====== EXCERPTED PASSAGE
Which measure of center is most resistant to outliers?
Median
What is the total area under any density curve?
1
What four features should always be described when analyzing a scatterplot?
Direction, form, strength, and outliers
What does the slope of a least-squares regression line represent?
The predicted change in y for a one-unit increase in x
What is the probability of an impossible event?
0
What is conditional probability?
The probability of an event given that another event has occurred
What is the difference between a discrete and continuous random variable?
Discrete takes countable values with gaps between them; continuous takes all values in an interval
Name 2 types of displays used for a quantitative variable.
Histogram, dotplot, stemplot
If a distribution is symmetric and bell-shaped, how to the mean & median compare?
They are approximately equal
What does a correlation of r = -0.85 indicate?
A strong negative linear relationship
What is a residual?
The difference between the observed value and the predicted value
(y-hat y)
Two events are mutually exclusive. What is P(A ∩ B)?
0
Write the formula for conditional probability P(A | B)
P(A | B) = P(A ∩ B) / P(B)
What must be true about the probabilities in a probability distribution? (2 requirements)
They must all be between 0 and 1, and they must add up to 1
What does the IQR measure?
The spread of the middle 50% of the data
In a Normal Distribution, what percent of data falls within two standard deviations of the mean?
About 95%
True or false: Correlation is resistant to outliers
False
What does r2 represent?
The proportion of variability in y explained by the variability in x (or explained by the linear relationship with x)
State the general addition rule for two events A and B
P(A ∪ B) = P(A) + P(B) - P(A ∩ B)
============
====== DATA SUPPLIED
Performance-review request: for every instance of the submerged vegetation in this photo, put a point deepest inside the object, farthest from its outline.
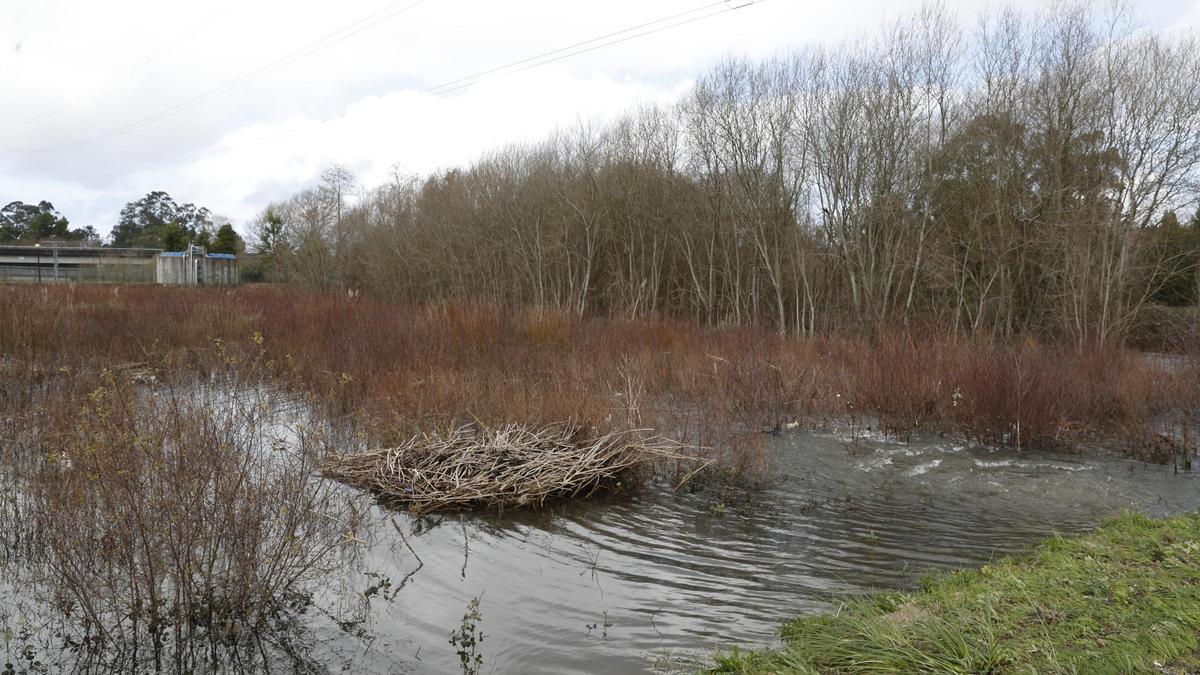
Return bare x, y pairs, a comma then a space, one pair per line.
1125, 598
166, 531
499, 467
============
*GIVEN REQUEST A*:
In the statistics review, what percent of data in a Normal distribution falls within two standard deviations of the mean?
*GIVEN REQUEST B*:
Extend the statistics review past its final entry with several more question-and-answer pairs in the same format.

*FINAL ANSWER A*:
About 95%

*FINAL ANSWER B*:
If P(A | B) = P(A), what does that indicate?
Events A and B are independent
What are the 4 characteristics that define a binomial random variable?
Binary outcomes, independent trials, number of trials is fixed, same probability of success in each trial
If a distribution is strongly right-skewed, what is the relationship between the mean and the median?
The mean is greater than the median
What does a z-score represent?
The number of standard deviations a value is from the mean
Why is it incorrect to say that correlation implies causation?
Because a strong association may be due to lurking (confounding) variables or coincidence
Why should you not use a regression model to extrapolate far beyond the data?
Because the relationship may not continue outside the observed range
What does it mean for two events to be mutually exclusive?
They cannot happen at the same time
Two events are independent if P(A ∩ B) = ...
P(A) * P(B)
How does multiplying a random variable by a constant affect its standard deviation?
The standard deviation is multiplied by (the absolute value of) the constant
Describe the four characteristics you should include when describing a quantitative distribution
Shape, center, spread/variability, outliers
Describe how to determine the proportion of observations below a given value in a Normal distribution.
Convert the value to a z-score and use a Normal table or calculator
Describe a situation where two variables might have a strong correlation but to causal relationship
Example: Ice cream sales and shark attacks (both affected by warm temperatures)
What does s represent for a linear regression between two variables?
The standard deviation of the residuals. How much the predicted values differ from the actual values on average.
What does it mean for two events to be independent?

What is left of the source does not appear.